= TO BE DONE =
Reproduce the lines below verbatim, omitting the pictures from your answer.

Dataset items
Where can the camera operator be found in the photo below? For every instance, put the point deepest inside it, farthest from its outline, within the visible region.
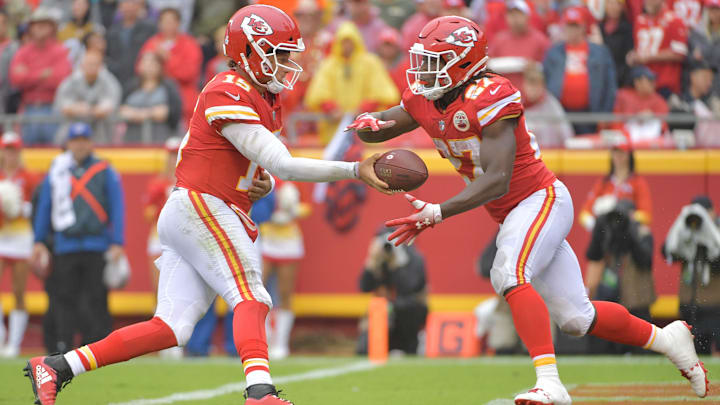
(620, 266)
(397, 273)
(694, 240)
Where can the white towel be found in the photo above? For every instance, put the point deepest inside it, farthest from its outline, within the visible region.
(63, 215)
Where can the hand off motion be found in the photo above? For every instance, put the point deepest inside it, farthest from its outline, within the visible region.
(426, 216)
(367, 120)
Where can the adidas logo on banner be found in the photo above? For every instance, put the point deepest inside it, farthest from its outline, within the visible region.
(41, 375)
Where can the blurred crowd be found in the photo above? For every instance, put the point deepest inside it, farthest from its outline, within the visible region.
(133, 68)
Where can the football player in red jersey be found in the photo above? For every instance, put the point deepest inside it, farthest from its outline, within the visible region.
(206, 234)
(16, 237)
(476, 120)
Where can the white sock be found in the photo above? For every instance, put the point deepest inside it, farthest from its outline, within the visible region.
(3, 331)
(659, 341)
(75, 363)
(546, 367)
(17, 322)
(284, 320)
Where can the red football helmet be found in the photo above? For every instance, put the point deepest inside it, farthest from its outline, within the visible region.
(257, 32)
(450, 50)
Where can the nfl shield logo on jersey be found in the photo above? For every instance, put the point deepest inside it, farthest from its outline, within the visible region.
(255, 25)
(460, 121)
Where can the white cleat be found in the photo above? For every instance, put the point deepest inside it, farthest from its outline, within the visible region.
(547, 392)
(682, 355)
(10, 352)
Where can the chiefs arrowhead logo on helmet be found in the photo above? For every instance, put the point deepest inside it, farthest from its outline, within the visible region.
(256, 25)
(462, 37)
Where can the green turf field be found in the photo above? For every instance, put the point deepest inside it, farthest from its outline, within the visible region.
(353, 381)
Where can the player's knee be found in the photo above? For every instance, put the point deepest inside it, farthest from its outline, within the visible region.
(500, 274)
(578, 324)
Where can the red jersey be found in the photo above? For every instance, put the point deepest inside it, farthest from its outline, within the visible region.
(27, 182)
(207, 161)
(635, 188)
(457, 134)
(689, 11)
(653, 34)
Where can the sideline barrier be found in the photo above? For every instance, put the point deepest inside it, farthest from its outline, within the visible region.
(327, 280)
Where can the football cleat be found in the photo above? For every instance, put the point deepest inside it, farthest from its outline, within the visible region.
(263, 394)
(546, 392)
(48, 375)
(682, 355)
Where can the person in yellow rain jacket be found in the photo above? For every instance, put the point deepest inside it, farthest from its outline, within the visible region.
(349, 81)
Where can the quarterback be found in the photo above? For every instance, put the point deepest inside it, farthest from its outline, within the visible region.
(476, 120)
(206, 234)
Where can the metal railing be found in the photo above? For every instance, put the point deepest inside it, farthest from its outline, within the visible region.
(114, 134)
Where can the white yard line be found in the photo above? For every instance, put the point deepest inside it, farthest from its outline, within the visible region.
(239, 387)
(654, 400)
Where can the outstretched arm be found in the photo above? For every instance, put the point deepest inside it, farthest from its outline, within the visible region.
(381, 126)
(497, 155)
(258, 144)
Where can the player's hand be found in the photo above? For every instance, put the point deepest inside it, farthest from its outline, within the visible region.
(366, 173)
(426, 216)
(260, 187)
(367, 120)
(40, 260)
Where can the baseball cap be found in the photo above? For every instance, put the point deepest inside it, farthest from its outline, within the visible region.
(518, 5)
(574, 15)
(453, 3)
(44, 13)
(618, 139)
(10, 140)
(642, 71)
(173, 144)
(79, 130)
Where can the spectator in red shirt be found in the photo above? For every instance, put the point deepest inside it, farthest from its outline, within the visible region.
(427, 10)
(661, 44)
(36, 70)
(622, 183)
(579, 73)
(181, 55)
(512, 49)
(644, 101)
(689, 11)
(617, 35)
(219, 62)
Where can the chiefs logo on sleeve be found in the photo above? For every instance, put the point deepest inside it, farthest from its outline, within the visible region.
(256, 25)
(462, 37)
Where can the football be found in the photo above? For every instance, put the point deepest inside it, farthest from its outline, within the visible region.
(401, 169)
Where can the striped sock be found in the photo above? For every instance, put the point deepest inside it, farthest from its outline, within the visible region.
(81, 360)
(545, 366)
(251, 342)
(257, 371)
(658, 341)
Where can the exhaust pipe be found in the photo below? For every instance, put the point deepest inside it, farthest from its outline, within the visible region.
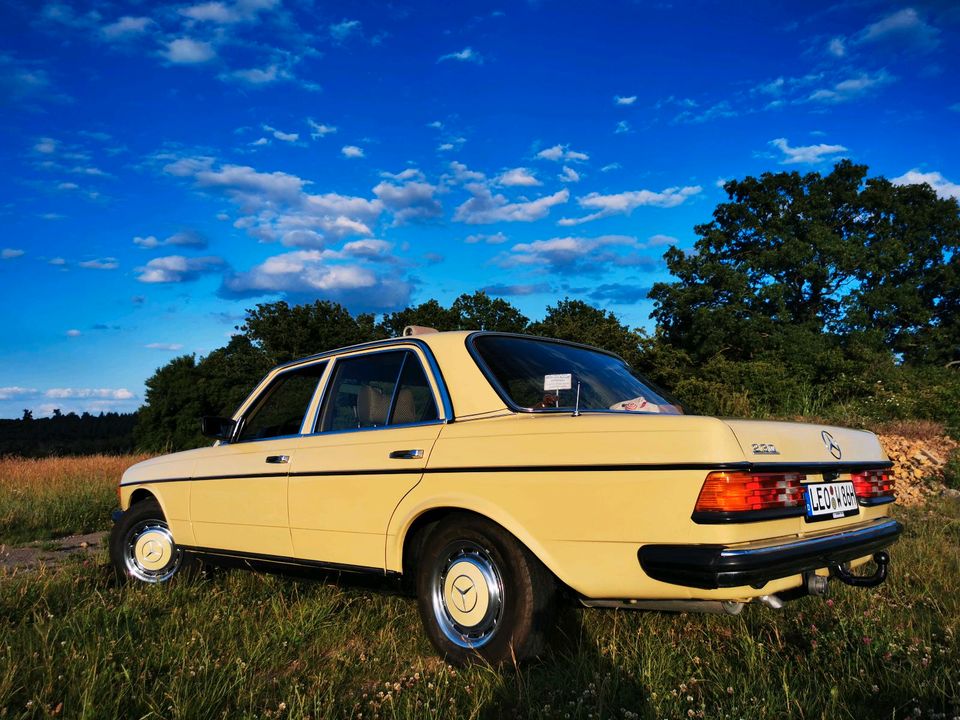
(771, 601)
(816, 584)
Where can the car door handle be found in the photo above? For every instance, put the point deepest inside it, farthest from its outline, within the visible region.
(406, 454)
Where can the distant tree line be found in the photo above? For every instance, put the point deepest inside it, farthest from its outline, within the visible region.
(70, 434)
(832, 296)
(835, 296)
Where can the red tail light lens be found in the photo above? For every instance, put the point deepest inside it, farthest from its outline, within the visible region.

= THE SOLUTION =
Where can the camera operator be found in the photo below? For every instance, put the point deepest inside it, farthest from its outline, within the visible region.
(620, 266)
(397, 273)
(694, 240)
Where can the white towel be found in the photo above? For every instance, put the point deepest inside it, farthest from its outline, within the visible region.
(63, 215)
Where can the hand off motion be found in the photo above? For every instance, put the point deepest inside it, farthest from its outline, within the visible region.
(426, 216)
(367, 120)
Where can the adidas logo on banner be found in the photo above? For every instance, put the point deepest inside it, farthest from its outline, within the visible region.
(41, 375)
Where can the blurred crowd be found in the photo above? For every instance, put the point deepest inside it, farthest from its outline, within the visible region.
(133, 68)
Where can the football player in red jersey be found in the photo above? For every instance, put the point deepest inside it, farthest from its outline, within the visible region.
(206, 234)
(16, 237)
(476, 120)
Where can the white sock be found in the photo above? For every instance, put the point deepest inside it, farthest from its outline, within the visible region.
(3, 331)
(659, 341)
(75, 363)
(546, 367)
(17, 322)
(284, 320)
Where can the red football helmet be found in the photo above? For every instance, put the point deepest inside it, farthest from its outline, within the visible region.
(257, 32)
(450, 50)
Where can the nfl shield logo on jersey be found in the photo above? For every instance, put the point deepest inside it, farthest from its outline, within the visible region.
(255, 25)
(460, 121)
Where can the white cleat be found in the photo above? For every instance, put the point deepest inside it, farthest from its outline, within the visible region.
(547, 392)
(682, 355)
(10, 352)
Where can the chiefs arrowhead logo on helmet be found in the photo above? For every instance, put the point deepest inside it, farthest from its outline, within the visible region.
(256, 25)
(462, 37)
Where can the green turf field be found in the photo above? For every instance, put the point deepest inside it, farthest from its outline, within the visible region.
(353, 381)
Where can the player's knee be found in the photo above? For every instance, put the point deepest inside it, farthest from its outline, within the visible region.
(500, 274)
(578, 324)
Where can the red jersey be found in the photo above? For every instance, put the point deepest inside it, farthest from its outline, within the visible region.
(27, 182)
(207, 161)
(635, 188)
(457, 134)
(689, 11)
(653, 34)
Where can the sideline barrier be found in the photo above? For every instance, put the point deepest inside it, farthest from its outline, within the visible region.
(327, 280)
Where can the football cleat be found in the photo above? For every instance, put the point deepest inside it, farthest from its outline, within the visible region.
(263, 394)
(546, 392)
(48, 375)
(682, 355)
Where can the person in yellow rain jacket be found in the photo above? For every instance, put the point deepest inside it, farthest from its outline, within the visible region.
(349, 81)
Where can the quarterback be found in the photo above? For every instance, put the point deepest inside it, farthest from its outline, within the visible region.
(476, 120)
(206, 234)
Where can the metal railing be found in the photo above? For every instance, put the point deepest inside it, farthest from its outline, within the visible region.
(114, 134)
Where can the white yard line be found in the photo above? For every instance, put the point deepest inside it, farthest from its outline, within the visible region.
(239, 387)
(654, 400)
Where can the outstretched arm be found in the photo above? For every instance, put the point deepest inside it, farthest from its outline, within the visible region.
(381, 126)
(497, 155)
(258, 144)
Where can the player's hand be found in the photo above? For every instance, put the point deepest inside it, farthest from its outline, within the visible region.
(366, 173)
(426, 216)
(260, 187)
(367, 120)
(40, 260)
Where can the baseball cap be found in the photo above? For every instance, put the point deepest inside it, farthest from its outline, within the visible region.
(518, 5)
(574, 15)
(453, 3)
(44, 13)
(618, 139)
(10, 140)
(642, 71)
(173, 144)
(79, 130)
Where can the spectator in red shirt be found in the photo above? For every instance, put the point deepest inside it, farthest from its outline, within the visible region.
(427, 10)
(661, 44)
(36, 70)
(622, 183)
(579, 73)
(181, 55)
(512, 49)
(644, 101)
(689, 11)
(617, 35)
(219, 62)
Where can the chiefs logo on sleeve be found in the photo above? For every instance, put the point deepest inside it, farthest from its outline, within the visible region.
(256, 25)
(462, 37)
Where can the football be found in the photo above? For every instance, put the point deepest inside it, farthest from its outline, within the visible region.
(401, 169)
Where can the striped sock be found in the photo above? For every instance, put the point deepest inside it, farthest from its outline, within the visible region.
(81, 360)
(545, 366)
(251, 342)
(257, 371)
(658, 341)
Where can the exhaust pipe be found in the photo below? For every instance, put the point deepest inside it, farthest from its outline, within the visible region.
(771, 601)
(816, 584)
Where can the car door handle be found in the photo above? For every instance, put the point deepest inside it, farthest from its outline, within the visible region.
(406, 454)
Where can the distant tree line be found in the photo above? For every instance, put the point deepest inside it, farthest from its outline, within the visible region.
(70, 434)
(832, 296)
(835, 296)
Where can the red tail light lens be found in the photo above? For every instance, put the point deepest inside it, farthest from its outline, within the visible region.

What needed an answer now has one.